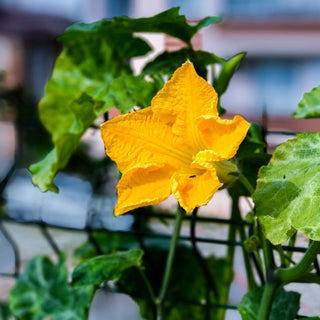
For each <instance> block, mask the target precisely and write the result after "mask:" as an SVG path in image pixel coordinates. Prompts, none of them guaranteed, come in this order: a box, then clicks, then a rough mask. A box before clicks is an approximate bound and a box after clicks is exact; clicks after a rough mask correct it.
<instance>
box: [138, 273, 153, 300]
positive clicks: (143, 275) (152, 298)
mask: <svg viewBox="0 0 320 320" xmlns="http://www.w3.org/2000/svg"><path fill="white" fill-rule="evenodd" d="M138 270H139V273H140V275H141V278H142V279H143V282H144V283H145V285H146V287H147V290H148V292H149V294H150V298H151V300H152V301H153V303H156V297H155V295H154V292H153V288H152V286H151V283H150V281H149V279H148V277H147V275H146V273H145V272H144V270H143V269H142V267H138Z"/></svg>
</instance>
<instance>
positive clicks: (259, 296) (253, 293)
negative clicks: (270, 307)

···

→ Task to complete:
The number alone, please: how many lines in the data contain the string "instance"?

→ Task solution:
4